- _Excerpt provided_
--*--
Dr Jo Horton, Historian, maker, and heritage consultant
Dr Jo Horton FRSA FTLS is a historian, maker, and heritage consultant whose research focuses on textiles, fashion, and uniform. A Caird Fellow she has a special interest in the tailoring, embroidery, regalia, and ubiquitous tiddly suit of the wartime Women’s Royal Naval Service. Based at Royal Museums Greenwich-National Maritime Museum and Prince Philip Maritime Collections Centre she pursued her passion for material culture and interviewed several Wrens who served in World War 2 and post war. Jo presented this work by invitation at the Barbara Pym Annual Conference 2024 at St Hilda’s College, Oxford.
Jo recently interrogated the practical lived experiences of uniform and bricolage of clothing and fabrics that built the nursing professions uniform, co-curating the exhibition ‘In Uniform’.
The life of Vera Laughton Mathews, who was Director of the Women’s Royal Naval Service (WRNS) from 1939-46, and the lives of women in the world of maritime history are special. But the stories about them have not been fully told, often narratives are still weighted towards men, as Kate Mosse illustrated in Warrior Queens & Quiet Revolutionaries, her celebration of ‘some of the extraordinary women who also built our world’ 1.
Laughton Mathews, shown in Figure 1, in an edited extract from her Oxford Dictionary of National Biography entry, written by Lesley Thomas in 2004, is recorded as:
Mathews, Dame Elvira Sibyl Maria (Vera) Laughton (1888–1959), director of the Women's Royal Naval Service’… As a girl, Vera Laughton joined the militant Women’s Social and Political Union, and women’s rights remained an important thread of her life thereafter... When the Women’s Royal Naval Service (WRNS) was formed in 1917 she hastened to join it, and after an officer’s course went as WRNS unit officer to HMS Victory VI, a naval training depot at Crystal Palace...
--*--
- _Provided records_

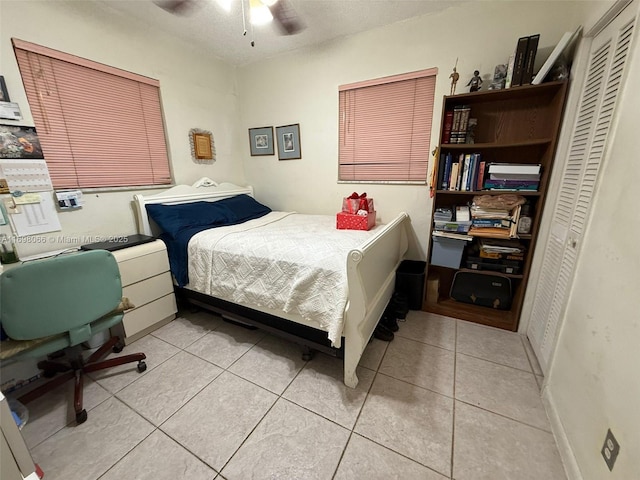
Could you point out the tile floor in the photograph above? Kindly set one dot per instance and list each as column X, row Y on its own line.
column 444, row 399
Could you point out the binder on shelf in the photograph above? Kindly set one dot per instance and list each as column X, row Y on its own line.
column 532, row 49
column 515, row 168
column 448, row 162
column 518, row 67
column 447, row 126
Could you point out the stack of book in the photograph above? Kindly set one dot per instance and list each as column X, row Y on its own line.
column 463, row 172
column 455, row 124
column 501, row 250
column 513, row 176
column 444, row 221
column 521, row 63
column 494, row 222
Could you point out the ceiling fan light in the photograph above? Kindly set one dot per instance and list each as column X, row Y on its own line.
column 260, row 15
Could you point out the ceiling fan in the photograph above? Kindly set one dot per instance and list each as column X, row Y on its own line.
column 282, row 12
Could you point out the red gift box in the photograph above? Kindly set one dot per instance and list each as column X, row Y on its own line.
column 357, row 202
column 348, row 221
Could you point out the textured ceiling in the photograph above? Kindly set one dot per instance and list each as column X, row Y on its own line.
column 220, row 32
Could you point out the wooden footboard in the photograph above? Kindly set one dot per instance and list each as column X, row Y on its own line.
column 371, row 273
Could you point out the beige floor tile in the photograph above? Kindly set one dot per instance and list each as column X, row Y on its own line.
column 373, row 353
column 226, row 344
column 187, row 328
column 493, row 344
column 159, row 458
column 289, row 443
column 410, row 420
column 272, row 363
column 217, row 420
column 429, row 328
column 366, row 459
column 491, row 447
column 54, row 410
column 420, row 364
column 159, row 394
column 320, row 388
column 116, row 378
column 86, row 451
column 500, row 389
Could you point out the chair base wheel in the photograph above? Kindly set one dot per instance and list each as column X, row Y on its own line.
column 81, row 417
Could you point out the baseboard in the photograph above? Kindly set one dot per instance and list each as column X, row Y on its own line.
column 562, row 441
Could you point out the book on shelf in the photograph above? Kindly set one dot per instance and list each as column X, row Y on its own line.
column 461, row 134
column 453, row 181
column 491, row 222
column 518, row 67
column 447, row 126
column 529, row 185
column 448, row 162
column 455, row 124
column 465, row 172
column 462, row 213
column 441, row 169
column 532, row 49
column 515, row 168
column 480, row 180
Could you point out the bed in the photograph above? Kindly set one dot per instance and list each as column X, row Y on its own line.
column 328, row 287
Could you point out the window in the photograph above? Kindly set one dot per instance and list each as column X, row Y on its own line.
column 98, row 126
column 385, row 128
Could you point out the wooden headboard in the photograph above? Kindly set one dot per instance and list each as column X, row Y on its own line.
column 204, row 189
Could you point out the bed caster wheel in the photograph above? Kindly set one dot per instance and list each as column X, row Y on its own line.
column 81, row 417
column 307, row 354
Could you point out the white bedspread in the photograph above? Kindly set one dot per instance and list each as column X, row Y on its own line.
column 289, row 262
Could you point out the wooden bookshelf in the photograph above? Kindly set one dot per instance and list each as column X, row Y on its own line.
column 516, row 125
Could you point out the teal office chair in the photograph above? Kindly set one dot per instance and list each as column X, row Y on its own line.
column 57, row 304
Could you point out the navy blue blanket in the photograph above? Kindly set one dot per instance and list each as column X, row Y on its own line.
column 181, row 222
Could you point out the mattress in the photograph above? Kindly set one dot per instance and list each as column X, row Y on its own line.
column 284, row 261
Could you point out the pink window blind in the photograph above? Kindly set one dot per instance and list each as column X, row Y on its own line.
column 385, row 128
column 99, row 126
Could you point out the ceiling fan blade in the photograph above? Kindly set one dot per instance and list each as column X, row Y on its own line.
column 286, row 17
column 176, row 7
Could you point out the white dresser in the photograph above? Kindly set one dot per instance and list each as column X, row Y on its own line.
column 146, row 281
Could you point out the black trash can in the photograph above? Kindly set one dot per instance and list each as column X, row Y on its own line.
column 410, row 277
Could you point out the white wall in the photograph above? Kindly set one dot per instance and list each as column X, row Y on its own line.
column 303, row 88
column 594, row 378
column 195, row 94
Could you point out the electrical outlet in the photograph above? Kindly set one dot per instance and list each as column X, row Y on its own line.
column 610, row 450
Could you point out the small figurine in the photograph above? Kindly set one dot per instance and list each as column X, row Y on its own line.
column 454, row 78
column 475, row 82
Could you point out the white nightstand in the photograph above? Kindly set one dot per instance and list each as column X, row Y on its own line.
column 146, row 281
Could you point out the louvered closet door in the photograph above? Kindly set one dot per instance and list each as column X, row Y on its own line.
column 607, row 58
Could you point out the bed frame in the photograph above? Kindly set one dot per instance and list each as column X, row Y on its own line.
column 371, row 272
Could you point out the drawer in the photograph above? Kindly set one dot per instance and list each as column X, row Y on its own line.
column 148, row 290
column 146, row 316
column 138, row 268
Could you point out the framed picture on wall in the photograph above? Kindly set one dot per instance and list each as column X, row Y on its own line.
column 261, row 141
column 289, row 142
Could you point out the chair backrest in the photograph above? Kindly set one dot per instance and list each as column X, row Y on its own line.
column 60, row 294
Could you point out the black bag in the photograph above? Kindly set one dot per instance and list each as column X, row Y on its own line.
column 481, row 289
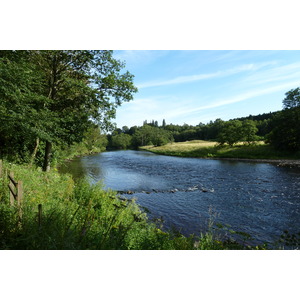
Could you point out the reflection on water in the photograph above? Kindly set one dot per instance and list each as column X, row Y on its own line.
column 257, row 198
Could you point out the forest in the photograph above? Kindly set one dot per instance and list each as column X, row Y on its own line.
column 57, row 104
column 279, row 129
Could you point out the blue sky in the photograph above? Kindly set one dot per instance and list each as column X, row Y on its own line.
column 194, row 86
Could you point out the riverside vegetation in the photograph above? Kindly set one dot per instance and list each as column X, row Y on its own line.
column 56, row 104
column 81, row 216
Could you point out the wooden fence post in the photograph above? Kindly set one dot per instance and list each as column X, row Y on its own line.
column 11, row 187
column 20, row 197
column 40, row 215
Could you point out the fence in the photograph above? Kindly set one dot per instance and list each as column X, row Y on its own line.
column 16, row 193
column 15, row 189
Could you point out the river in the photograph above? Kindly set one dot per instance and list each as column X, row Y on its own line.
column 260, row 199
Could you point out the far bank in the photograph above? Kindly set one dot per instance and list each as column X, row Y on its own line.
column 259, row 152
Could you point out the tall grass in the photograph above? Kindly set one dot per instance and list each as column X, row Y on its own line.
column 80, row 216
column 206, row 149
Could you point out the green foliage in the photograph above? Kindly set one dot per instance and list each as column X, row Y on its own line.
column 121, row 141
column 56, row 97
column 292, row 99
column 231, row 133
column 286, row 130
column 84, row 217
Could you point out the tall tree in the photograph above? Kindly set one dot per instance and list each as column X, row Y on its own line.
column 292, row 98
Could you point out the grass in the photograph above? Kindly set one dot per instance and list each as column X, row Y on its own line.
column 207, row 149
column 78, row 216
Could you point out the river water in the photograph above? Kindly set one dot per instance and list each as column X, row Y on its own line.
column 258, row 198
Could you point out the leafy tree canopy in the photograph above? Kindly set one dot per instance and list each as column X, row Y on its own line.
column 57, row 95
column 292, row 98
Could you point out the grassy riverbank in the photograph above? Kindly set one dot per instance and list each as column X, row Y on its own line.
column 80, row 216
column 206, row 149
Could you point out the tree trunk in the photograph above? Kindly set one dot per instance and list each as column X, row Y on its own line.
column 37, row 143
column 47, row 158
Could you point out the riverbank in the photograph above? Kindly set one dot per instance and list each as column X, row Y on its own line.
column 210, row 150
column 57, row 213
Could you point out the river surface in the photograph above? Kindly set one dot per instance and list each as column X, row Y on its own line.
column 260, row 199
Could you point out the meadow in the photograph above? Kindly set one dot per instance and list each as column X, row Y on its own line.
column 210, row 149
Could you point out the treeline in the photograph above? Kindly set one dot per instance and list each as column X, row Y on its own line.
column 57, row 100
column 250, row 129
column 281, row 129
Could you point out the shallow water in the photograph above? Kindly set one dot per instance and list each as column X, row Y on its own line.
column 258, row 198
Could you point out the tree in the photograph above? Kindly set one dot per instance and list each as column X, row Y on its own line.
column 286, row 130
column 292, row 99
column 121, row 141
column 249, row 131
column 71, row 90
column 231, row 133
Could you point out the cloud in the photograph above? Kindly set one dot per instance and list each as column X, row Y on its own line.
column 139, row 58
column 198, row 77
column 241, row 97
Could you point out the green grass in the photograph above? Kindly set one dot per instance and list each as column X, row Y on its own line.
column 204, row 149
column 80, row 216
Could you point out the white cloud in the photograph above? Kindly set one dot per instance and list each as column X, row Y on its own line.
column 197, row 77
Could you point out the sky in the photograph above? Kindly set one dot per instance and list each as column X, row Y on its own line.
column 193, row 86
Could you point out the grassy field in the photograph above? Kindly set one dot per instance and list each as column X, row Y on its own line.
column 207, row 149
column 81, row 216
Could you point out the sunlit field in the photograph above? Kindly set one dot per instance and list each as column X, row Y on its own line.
--*--
- _Actions to take_
**A.** According to the excerpt on Jo Horton and Vera Laughton Mathews, during which years was Vera Laughton Mathews Director of the Women's Royal Naval Service?
**B.** Write a continuation of the excerpt on Jo Horton and Vera Laughton Mathews, beginning after its final sentence.

- _Results_
**A.** 1939–46

**B.**
There she kept a happy ship, inspiring her crew with confidence to tackle the daunting tasks now for the first time imposed on service women. She was also public-spirited, active in legislative reforms and arranging lectures on matters of public interest… With the reformation of the WRNS in 1939 Laughton Mathews was appointed director, with Ethel Goodenough as her deputy. During her service she travelled to virtually every establishment where Wrens were posted. The CBE was conferred on her in 1942, the DBE in 1945. Dame Vera, as she became, won great acclaim within the Admiralty, in parliament, and among her own Wrens for the humanity and common sense with which she led her force. After the war she worked to forge the Wrens into a permanent service, retiring in 1947.
Dame Vera’s capabilities were immediately called on by the post-war government: she was appointed chairman of the Domestic Coal Consumers’ Council set up when the coal industry was nationalized; and when the gas industry was nationalized, she sat on the South Eastern Gas Board, the first woman in gas management in Britain, a post she held until shortly before her death.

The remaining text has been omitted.